● Zu erledigende Aufgaben
(a) Bitte übersetze diesen Satz aus dem Text über das Schinkelportal ins Englische: „Seinen Namen erhielt es von Karl Friedrich Schinkel, der das Portal entwarf.“
(b) Setze den Text über das Schinkelportal im Anschluss an seinen letzten Satz fort.
----- Dokumenttext
Die Universität Leipzig kann von einer Jahrhunderte alten Geschichte erzählen. Zu dieser gehören auch die Gebäudekomplexe und -details, die sich über die Jahre immer wieder veränderten oder neue Standorte erhielten. So erging es auch dem sogenannten Schinkelportal, das am 3. August 1836 eingeweiht wurde. Seinen Namen erhielt es von Karl Friedrich Schinkel, der das Portal entwarf.
Ein Portal, vier Standorte
Um der Universität Leipzig einen neuen Glanz zu geben, wurde in den Jahren 1832 bis 1836 ein neues Hauptgebäude am Augustusplatz errichtet – das Augusteum. Benannt wurde es nach dem sächsischen König Friedrich August I. Zuständig für den Bau war der Stadt- und Universitätsbaudirektor Albert Geutebrück, der seine Baupläne schließlich dem Baumeister Karl Friedrich Schinkel vorlegte. Inbegriffen in diese Pläne war unter anderem ein Portal am Haupteingang des Universitätskomplexes, für welches Schinkel einen Entwurf vorbereitete. Nach diesem erarbeitete der Dresdner Bildhauer Ernst Rietschel die dafür vorgesehenen Reliefplatten aus Cottaer Sandstein und zwei weibliche Figuren mit Kronen im Haar. Diese sollten die griechischen Musen Kalliope und Polyhymnia darstellen. Erstere verkörpert die Muse der epischen Dichtung und wird mit einer Schreibtafel und Griffel dargestellt. Polyhymnia bedeutet auch „die Hymnenreiche“. Sie ist die Muse der feierlichen Musik und der Hymnendichtung. Die Figuren stehen auf zwei Pfeilern, die mit den Reliefplatten versehen sind. Zwischen ihnen ist eine Balusterbrüstung. Dieser erste Entwurf wurde schließlich am 3. August 1836 eingeweiht.
----------
----- Bereitgestellte Datensätze
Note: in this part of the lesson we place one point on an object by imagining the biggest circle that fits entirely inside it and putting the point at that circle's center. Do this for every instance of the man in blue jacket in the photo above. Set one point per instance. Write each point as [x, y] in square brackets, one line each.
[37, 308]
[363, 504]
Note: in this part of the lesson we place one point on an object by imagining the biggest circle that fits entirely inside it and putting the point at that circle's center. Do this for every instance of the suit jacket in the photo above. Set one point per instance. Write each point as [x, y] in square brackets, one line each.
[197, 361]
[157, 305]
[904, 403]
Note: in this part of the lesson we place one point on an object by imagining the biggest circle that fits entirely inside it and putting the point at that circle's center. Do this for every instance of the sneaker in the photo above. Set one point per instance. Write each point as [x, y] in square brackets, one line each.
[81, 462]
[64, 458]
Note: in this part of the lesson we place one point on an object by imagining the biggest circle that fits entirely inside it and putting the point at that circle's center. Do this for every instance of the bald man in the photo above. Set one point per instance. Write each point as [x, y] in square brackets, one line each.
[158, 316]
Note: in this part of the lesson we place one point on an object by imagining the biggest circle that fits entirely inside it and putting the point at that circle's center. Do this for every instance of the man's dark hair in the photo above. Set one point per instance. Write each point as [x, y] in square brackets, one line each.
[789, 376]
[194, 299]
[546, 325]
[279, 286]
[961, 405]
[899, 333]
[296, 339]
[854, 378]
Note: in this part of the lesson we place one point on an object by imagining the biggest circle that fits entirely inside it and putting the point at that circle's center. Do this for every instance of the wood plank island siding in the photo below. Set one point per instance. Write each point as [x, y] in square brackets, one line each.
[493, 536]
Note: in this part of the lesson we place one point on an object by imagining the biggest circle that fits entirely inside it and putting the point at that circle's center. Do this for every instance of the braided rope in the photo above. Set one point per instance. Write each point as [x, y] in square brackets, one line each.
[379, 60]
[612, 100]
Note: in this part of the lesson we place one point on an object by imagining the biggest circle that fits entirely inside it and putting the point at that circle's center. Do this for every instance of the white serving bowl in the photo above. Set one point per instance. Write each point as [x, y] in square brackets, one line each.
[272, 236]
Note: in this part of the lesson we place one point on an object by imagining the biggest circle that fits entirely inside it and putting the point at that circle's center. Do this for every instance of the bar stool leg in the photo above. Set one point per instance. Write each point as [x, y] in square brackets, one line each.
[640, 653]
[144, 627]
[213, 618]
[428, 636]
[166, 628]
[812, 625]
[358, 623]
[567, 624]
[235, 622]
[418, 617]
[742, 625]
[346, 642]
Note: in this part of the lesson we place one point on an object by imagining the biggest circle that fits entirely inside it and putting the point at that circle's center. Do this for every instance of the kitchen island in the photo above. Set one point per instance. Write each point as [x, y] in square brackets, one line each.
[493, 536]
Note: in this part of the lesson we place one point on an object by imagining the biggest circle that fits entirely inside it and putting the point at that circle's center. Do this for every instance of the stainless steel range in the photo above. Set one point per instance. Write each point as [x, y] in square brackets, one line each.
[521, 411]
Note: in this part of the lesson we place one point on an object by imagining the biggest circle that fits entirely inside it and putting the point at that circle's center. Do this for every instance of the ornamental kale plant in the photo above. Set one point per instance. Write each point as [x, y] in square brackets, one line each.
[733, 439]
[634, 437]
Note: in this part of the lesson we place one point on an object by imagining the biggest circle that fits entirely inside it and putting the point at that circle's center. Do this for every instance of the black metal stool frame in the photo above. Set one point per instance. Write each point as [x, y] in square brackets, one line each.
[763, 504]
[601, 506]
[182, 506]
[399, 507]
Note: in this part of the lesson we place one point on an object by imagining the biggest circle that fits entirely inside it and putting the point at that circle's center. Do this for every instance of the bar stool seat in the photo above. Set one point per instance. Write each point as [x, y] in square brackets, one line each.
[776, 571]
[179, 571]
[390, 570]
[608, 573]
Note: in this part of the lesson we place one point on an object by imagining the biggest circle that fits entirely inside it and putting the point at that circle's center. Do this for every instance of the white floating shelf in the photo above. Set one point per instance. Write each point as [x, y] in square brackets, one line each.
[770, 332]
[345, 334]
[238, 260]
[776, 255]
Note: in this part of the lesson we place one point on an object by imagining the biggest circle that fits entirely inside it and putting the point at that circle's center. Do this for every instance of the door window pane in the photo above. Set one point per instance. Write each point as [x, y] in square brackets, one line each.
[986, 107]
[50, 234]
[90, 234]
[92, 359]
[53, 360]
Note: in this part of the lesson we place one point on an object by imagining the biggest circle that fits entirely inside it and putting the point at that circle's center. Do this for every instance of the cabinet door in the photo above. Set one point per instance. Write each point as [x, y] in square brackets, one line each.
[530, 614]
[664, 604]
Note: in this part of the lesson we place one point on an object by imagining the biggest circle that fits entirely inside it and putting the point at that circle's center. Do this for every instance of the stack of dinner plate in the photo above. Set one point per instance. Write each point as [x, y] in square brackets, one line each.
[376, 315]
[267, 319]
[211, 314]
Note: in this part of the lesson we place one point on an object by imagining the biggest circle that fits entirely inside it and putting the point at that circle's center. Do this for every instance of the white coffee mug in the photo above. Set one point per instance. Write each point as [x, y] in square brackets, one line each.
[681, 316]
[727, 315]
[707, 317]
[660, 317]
----------
● Ergebnisse je Aufgabe
(a) It received its name from Karl Friedrich Schinkel, who designed the portal.

(b)
Im Jahr 1897 zog das Schinkelportal um. Grund hierfür war Arwed Roßbach und seine Umgestaltung des Augusteums. Das Portal wurde zu einem Hoftor südlich neben dem Hauptgebäude der Universität. Im Zuge dieses Umzugs wurden die Öffnung vergrößert und die heute noch erhaltenen Flügelbauten als Fußgängerdurchgänge ergänzt. An diesem Platz stand es bis 1965 und überlebte weitestgehend unbeschadet den Krieg. Lediglich die Balustrade und die beiden Statuen gingen verloren. Bis zu seinem nächsten Standort wurde es im Neubaukomplex der Universität eingelagert.
Bevor das Portal im Jahr 1981, dem 200. Geburtstag von Karl Friedrich Schinkel, einen neuen Platz bekam, wurde die sogenannte Roßbachsche Fassung im Zeitraum 1979 bis 1981 restauriert. Anschließend erhielt es zwischen dem neuen Hauptgebäude und dem Seminargebäude einen neuen Standort als freistehendes Hoftor. Die weiblichen Figuren fehlten hier jedoch weiterhin.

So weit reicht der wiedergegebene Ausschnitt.